**AIM**
Rewrite all of the records with "example of the layout" replaced by "sample layout" throughout, changing nothing else, and leave the pictures out of your answer.

**DATA SUPPLIED**
==*==
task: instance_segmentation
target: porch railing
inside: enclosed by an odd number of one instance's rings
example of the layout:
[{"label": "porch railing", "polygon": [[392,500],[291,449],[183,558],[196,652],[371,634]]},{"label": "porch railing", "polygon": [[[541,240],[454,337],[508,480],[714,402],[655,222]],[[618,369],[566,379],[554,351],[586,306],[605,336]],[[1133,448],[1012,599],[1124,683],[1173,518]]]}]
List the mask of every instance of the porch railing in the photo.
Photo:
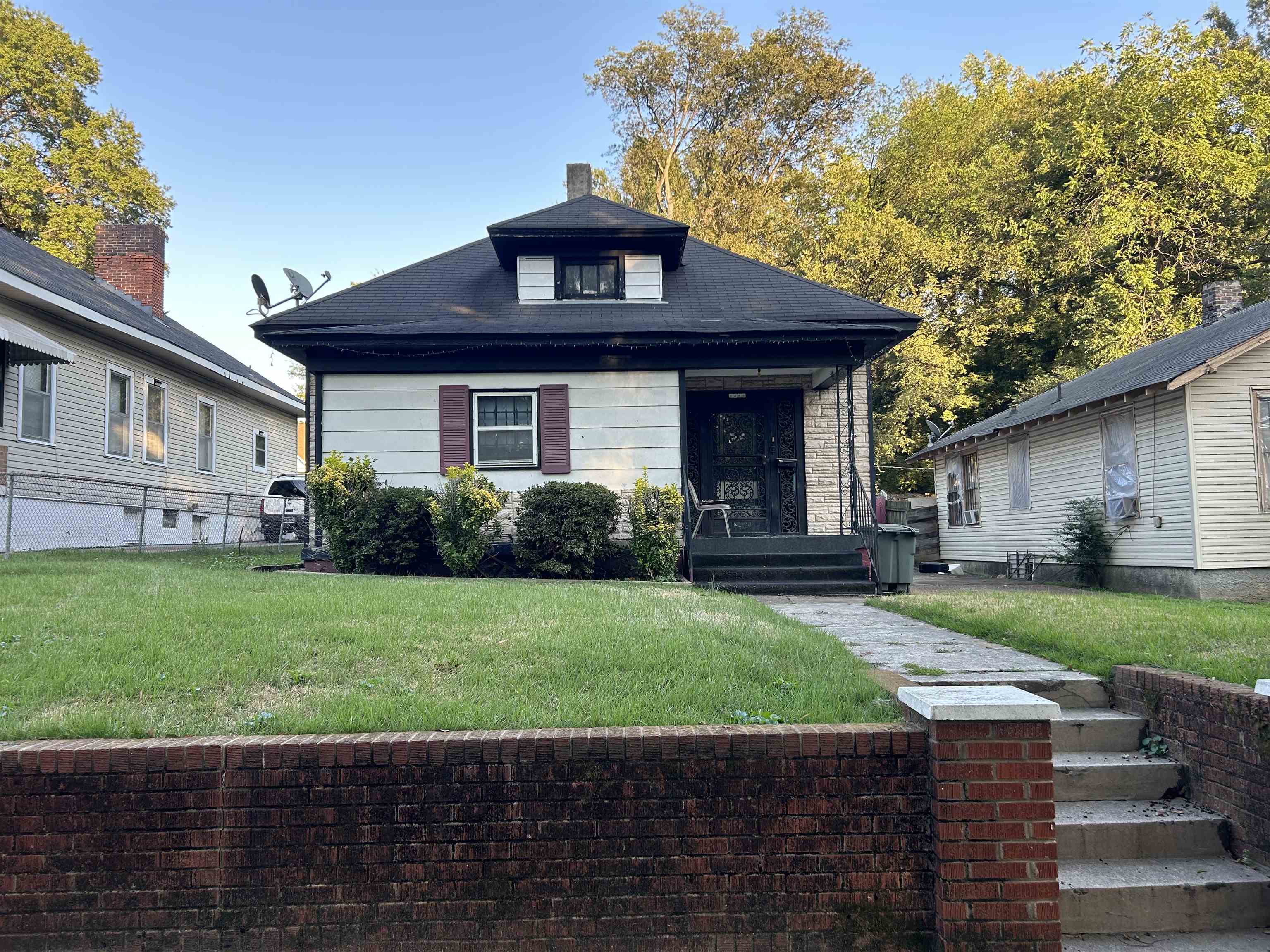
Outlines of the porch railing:
[{"label": "porch railing", "polygon": [[855,467],[851,468],[851,531],[865,543],[869,551],[869,578],[872,579],[874,592],[881,592],[878,580],[878,515]]}]

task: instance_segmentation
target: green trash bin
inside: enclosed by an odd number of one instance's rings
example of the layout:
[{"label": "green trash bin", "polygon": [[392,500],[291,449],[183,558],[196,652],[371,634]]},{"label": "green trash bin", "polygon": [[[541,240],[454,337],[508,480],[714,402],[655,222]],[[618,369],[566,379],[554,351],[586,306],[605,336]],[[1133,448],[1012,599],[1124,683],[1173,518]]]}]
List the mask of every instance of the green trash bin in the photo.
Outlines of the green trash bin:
==*==
**EXERCISE OUTPUT**
task: instance_segmentation
target: porch railing
inside: enclosed by an odd number of one instance's rings
sample layout:
[{"label": "porch railing", "polygon": [[392,500],[291,449],[183,558],[196,652],[371,634]]},{"label": "porch railing", "polygon": [[[541,240],[454,337],[508,480],[714,402],[655,222]],[[618,369],[566,379],[554,351],[586,306],[605,336]],[[1133,448],[1012,599],[1124,683],[1173,518]]]}]
List the mask of every instance of the porch railing in the photo.
Photo:
Outlines of the porch railing:
[{"label": "porch railing", "polygon": [[855,467],[851,468],[851,531],[865,543],[869,551],[869,578],[872,579],[874,592],[881,592],[878,580],[878,515]]}]

task: instance_segmentation
target: green trash bin
inside: enclosed by an odd number of one instance's rings
sample layout:
[{"label": "green trash bin", "polygon": [[392,500],[291,449],[183,558],[196,652],[371,634]]},{"label": "green trash bin", "polygon": [[[541,240],[454,337],[508,480],[714,402],[655,222]],[[618,369],[566,379],[554,351],[586,306],[605,336]],[[1133,448],[1012,599],[1124,683],[1173,518]]]}]
List the mask of every instance of the green trash bin in the photo.
Outlines of the green trash bin:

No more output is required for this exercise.